• _EXERCISE_
In the text on war communism, what was the Bolsheviks' aim in adopting military communism?

• _EXCERPT PROVIDED_

=== Begin Enclosure ===

The main idea was to set the “dictatorship of proletariat”.

Communist party just accepted the Marxist scientific theory as a sort of religion – believing that the life could be changed through the human’s will.

Military communism was adopted by the Bolsheviks with the aim of keeping towns and the Red Army supplied with weapons and food.

War communism included the following policies:

  1. All industry was nationalized and strict centralized management was introduced.

  2. State monopoly on foreign trade was introduced.

  3. Discipline for workers was strict, and strikers could be shot.

  4. Obligatory labor duty was imposed onto "non-working classes".

  5. Prodrazvyorstka – requisition of agricultural surpluses from peasants in excess of absolute minimum for centralized distribution among the remaining population.

  6. Food and most commodities were rationed and distributed in a centralized way.

  7. Private enterprise became illegal.

  8. Military-like control of railroads was introduced.

The number of starving men in Kazakhstan reached 1,508,000 people by November 1920. 1,750,000 people or 42% of all Kazakh population was the victims of the famine and its painful consequences. 1,010,000 of Kazakhs abandoned the boundaries of their historic motherland.

  1. The NEP in Kazakhstan (1921-1925) and its nature. The results of NEP policy in Kazakhstan.

=== End Enclosure ===

• _RECORD EXTRACTS_
=== Begin Enclosure ===

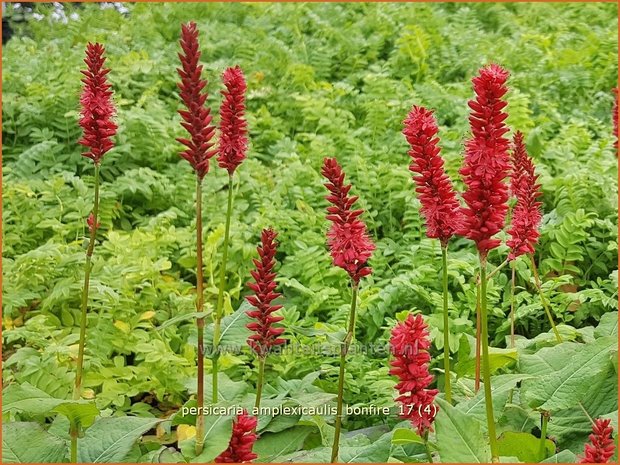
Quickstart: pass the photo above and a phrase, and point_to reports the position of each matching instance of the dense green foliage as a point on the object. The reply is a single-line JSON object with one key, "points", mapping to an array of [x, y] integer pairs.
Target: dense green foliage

=== End Enclosure ===
=== Begin Enclosure ===

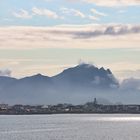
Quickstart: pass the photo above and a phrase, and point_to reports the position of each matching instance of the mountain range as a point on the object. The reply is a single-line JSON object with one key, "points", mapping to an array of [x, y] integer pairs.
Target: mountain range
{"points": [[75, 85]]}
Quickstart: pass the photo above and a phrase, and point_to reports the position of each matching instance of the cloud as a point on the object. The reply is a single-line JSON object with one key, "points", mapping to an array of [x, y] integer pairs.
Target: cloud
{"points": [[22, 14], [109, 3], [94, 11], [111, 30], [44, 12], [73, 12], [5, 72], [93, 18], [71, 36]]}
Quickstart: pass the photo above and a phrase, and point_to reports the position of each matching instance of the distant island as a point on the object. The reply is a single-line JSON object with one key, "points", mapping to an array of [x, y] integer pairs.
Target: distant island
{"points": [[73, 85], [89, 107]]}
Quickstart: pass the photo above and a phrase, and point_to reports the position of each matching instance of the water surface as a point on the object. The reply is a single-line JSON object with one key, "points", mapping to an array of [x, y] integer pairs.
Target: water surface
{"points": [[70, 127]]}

=== End Enclosure ===
=== Begin Enclosure ===

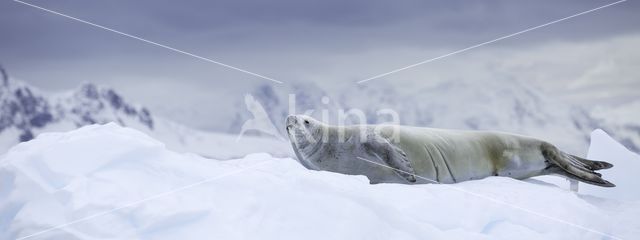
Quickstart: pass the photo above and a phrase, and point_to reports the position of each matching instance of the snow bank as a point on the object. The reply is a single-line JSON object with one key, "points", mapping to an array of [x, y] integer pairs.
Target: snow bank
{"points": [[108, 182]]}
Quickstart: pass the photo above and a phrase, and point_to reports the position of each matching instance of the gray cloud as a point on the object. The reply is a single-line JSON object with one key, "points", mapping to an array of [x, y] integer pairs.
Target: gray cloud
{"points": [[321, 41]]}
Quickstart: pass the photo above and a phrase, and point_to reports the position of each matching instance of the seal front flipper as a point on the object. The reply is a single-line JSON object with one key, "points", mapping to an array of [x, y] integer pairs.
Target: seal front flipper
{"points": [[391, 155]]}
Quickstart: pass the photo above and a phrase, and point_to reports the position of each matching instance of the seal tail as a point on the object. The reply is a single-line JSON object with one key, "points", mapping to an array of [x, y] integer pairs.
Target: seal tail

=== End Enclosure ===

• _ANSWER FOR THIS EXERCISE_
To keep towns and the Red Army supplied with weapons and food.